◆ **What is expected**: Below are some records; return each one exactly.

◆ **Task data**:
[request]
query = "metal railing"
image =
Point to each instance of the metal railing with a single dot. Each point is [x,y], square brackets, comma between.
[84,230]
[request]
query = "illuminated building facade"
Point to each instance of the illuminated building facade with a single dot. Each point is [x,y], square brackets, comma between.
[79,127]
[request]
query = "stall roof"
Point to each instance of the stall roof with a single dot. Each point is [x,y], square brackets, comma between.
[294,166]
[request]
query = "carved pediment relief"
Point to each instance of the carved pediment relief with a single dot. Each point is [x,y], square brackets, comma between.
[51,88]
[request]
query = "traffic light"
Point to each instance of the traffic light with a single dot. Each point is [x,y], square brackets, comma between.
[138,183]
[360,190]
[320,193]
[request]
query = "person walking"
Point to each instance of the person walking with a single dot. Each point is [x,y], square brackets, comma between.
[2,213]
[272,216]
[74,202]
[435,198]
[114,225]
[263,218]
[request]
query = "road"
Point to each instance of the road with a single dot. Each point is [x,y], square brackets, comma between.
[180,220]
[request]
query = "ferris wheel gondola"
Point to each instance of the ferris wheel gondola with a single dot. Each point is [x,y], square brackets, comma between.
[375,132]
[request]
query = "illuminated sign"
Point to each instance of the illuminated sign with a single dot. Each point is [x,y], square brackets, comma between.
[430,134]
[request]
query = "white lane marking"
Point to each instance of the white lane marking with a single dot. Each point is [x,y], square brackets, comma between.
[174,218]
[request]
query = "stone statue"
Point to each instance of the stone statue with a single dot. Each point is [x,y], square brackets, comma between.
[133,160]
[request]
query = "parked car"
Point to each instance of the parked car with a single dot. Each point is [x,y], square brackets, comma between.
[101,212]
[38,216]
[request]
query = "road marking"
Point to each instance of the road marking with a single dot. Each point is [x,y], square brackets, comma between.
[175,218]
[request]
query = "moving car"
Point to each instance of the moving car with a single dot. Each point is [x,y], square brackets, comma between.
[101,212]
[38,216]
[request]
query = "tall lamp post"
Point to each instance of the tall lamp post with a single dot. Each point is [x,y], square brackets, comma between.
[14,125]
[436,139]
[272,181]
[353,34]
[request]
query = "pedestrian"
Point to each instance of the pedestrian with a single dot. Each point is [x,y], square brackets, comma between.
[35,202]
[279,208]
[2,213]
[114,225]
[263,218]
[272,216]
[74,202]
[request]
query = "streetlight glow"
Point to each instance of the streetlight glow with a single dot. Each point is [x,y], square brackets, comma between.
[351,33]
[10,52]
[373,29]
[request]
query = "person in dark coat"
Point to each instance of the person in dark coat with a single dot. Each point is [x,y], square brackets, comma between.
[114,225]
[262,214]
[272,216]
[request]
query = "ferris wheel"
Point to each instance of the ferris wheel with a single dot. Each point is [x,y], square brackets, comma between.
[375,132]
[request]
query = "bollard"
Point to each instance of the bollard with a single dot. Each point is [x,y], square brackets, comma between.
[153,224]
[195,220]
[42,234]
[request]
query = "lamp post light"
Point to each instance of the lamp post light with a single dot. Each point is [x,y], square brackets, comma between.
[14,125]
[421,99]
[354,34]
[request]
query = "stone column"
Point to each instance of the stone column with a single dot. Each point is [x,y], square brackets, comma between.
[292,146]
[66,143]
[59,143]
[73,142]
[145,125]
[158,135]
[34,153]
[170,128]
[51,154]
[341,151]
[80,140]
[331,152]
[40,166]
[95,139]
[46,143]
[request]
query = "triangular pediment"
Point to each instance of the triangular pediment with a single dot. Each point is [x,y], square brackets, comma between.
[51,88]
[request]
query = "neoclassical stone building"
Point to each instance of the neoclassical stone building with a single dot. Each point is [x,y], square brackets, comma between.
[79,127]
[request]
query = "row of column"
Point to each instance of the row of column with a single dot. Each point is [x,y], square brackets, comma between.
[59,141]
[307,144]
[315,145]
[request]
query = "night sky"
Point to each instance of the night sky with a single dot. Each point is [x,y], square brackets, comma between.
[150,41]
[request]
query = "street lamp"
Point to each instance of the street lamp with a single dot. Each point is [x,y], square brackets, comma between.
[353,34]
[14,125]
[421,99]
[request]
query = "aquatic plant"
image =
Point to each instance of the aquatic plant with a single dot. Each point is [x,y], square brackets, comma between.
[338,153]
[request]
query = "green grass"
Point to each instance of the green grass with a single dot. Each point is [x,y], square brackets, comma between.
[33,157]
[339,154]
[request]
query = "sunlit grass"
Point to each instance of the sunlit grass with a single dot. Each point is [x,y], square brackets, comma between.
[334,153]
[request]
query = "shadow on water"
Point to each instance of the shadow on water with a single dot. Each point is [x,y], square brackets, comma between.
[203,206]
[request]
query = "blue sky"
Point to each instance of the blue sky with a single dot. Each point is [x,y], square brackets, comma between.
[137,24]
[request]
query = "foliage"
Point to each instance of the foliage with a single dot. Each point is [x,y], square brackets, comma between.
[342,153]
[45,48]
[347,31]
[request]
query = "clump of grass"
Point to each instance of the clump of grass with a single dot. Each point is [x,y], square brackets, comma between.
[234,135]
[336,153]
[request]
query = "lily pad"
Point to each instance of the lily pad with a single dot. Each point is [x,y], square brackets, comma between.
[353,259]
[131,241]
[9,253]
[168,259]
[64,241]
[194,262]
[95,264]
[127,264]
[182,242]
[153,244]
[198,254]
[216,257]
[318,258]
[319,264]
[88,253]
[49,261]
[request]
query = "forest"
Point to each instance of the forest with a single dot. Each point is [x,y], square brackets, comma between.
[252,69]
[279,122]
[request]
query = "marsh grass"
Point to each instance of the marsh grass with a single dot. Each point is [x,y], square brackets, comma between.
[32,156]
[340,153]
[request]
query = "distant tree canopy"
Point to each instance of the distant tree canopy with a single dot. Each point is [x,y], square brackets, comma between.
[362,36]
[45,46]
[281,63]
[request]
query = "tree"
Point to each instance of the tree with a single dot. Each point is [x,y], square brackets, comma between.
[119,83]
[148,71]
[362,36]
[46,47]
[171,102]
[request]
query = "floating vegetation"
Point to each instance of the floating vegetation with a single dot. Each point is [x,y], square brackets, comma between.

◆ **Answer to this task**:
[request]
query = "metal railing"
image =
Point to each instance of the metal railing with a single dot. Each point is [x,y], square brackets, comma between.
[84,230]
[request]
query = "illuminated building facade"
Point to each instance of the illuminated building facade with a single dot. Each point is [x,y], square brackets, comma between.
[79,127]
[request]
query = "stall roof"
Point to each instance of the stall roof with a single dot. Each point is [x,y], square brackets, comma between.
[294,166]
[request]
query = "carved pediment relief"
Point to each instance of the carved pediment relief with a single dot. Each point is [x,y], square brackets, comma between.
[51,88]
[request]
query = "traffic light"
Point to each instance of the traffic light with a single dot. Each point is [x,y], square brackets, comma between.
[138,183]
[360,190]
[320,193]
[request]
query = "person walking"
Point to each instance of the person walking with a single dot. Each point is [x,y], square brackets, comma between.
[2,213]
[272,216]
[74,202]
[435,198]
[114,225]
[263,218]
[request]
query = "road"
Point to each instance of the road with a single dot. Each point is [x,y], square brackets, comma between.
[180,220]
[request]
query = "ferris wheel gondola"
Point to each instance of the ferris wheel gondola with a single dot. Each point is [x,y], square brackets, comma between.
[375,132]
[request]
query = "illuminated sign"
Point to each instance of the illuminated sign with a single dot. Each point is [x,y], square brackets, comma between.
[430,134]
[request]
query = "white lane marking"
Point to each instance of the white lane marking with a single dot. Each point is [x,y], square brackets, comma between.
[174,218]
[request]
query = "stone statue"
Point to each instance of the stone statue with a single dot. Each point is [x,y], square brackets, comma between.
[133,160]
[request]
query = "parked car"
Point to each instance of the parked car with a single dot. Each point is [x,y], square brackets, comma between.
[101,212]
[38,216]
[request]
query = "road marking"
Point to each instance of the road marking with a single dot. Each point is [x,y], square brackets, comma between.
[175,218]
[request]
query = "moving car"
Point to each instance of the moving car with a single dot. Each point is [x,y], square brackets, comma between.
[101,212]
[38,216]
[request]
query = "tall lamp post"
Point to each instance of the tall lamp post with a single dot. Each point is [x,y], square brackets, comma between.
[14,125]
[436,139]
[272,181]
[353,34]
[request]
query = "pedestrian"
Point to each instance of the pedestrian with a single dot. Each point is [x,y], square brackets, comma between.
[35,202]
[279,208]
[2,213]
[114,225]
[263,218]
[272,216]
[74,202]
[request]
query = "streetlight glow"
Point to each instance of the streetlight glow with a single dot. Each point is [x,y], square brackets, comma between.
[351,33]
[10,52]
[373,29]
[request]
query = "person in dark coat"
Point to each instance of the person in dark coat with a single dot. Each point is [x,y], square brackets, comma between.
[114,225]
[262,214]
[272,216]
[request]
query = "ferris wheel"
Point to each instance of the ferris wheel with a single dot. Each point is [x,y], square brackets, comma between.
[375,132]
[request]
query = "bollard"
Point to each instance of the bollard with a single dot. Each point is [x,y], square brackets, comma between.
[153,224]
[195,220]
[42,234]
[request]
query = "lamp post light"
Point to each instance of the lamp post light with a single dot. Each point is [x,y], square brackets, comma between.
[14,125]
[421,99]
[354,34]
[request]
query = "stone column"
Point to each instance of the stone column with a single dot. Each point is [x,y], square brackets, comma between.
[292,146]
[66,143]
[59,143]
[73,142]
[145,125]
[158,135]
[34,153]
[170,128]
[51,154]
[341,151]
[80,140]
[331,152]
[40,166]
[95,139]
[46,143]
[request]
query = "triangular pediment"
Point to each instance of the triangular pediment with a single dot. Each point is [x,y], square brackets, comma between.
[51,88]
[request]
query = "neoclassical stone building"
Point to each instance of the neoclassical stone building with a single dot. Each point is [x,y], square brackets, comma between.
[79,127]
[request]
query = "row of column"
Point to each instance of the row of column with a single dot. Each point is [x,y], square brackets, comma between.
[59,141]
[307,144]
[315,145]
[request]
query = "night sky"
Point to each instance of the night sky with a single dot. Each point is [x,y], square brackets, comma between.
[150,41]
[request]
query = "street lamp"
Point to each instance of the street lamp with a single dot. Each point is [x,y], square brackets, comma between.
[353,34]
[14,125]
[421,99]
[request]
query = "aquatic plant"
image =
Point to each instance of the aquatic plant with a single dot. Each point is [x,y], square brackets, comma between.
[338,153]
[request]
query = "green grass"
Point to each instance of the green grass with a single dot. Each point is [x,y], square brackets, comma between.
[33,157]
[339,154]
[request]
query = "sunlit grass"
Point to each instance of the sunlit grass with a single dot. Each point is [x,y], square brackets, comma between.
[334,153]
[request]
query = "shadow on water"
Point to each instance of the shadow on water with a single dot. Each point is [x,y], square brackets, comma between.
[203,206]
[request]
query = "blue sky"
Point to each instance of the blue sky with a single dot. Each point is [x,y], square brackets, comma between.
[137,24]
[request]
query = "foliage"
Point to each instance of the foliage with a single dot. Each point is [x,y], square brackets, comma between.
[342,153]
[45,48]
[347,31]
[request]
query = "clump of grass"
Point to each instance of the clump of grass with a single dot. Each point is [x,y], square brackets, comma between.
[234,135]
[336,153]
[request]
query = "lily pad"
Point to each instance of the lily pad with a single dot. Each point is [x,y], square brackets, comma between.
[353,259]
[131,241]
[9,253]
[168,259]
[64,241]
[194,262]
[95,264]
[127,264]
[182,242]
[153,244]
[198,254]
[216,257]
[318,258]
[319,264]
[88,253]
[49,261]
[request]
query = "forest"
Point to each instance of the forest with a single dot. Each point is [x,y], square brackets, comma between.
[252,69]
[279,122]
[request]
query = "marsh grass"
Point to each instance of the marsh grass with a single dot. Each point is [x,y], square brackets, comma between.
[32,156]
[340,153]
[request]
query = "distant tree canopy"
Point to each instance of the distant tree canopy with a single dot. Each point is [x,y], square brackets, comma between.
[362,36]
[45,46]
[281,63]
[request]
query = "tree"
Point to each instance of the tree with a single dot. Each point is [x,y], square brackets, comma between.
[119,83]
[148,71]
[362,36]
[46,47]
[171,102]
[request]
query = "floating vegetation"
Point to each instance of the floating vegetation with a single dot. Each point is [x,y], square brackets, comma between.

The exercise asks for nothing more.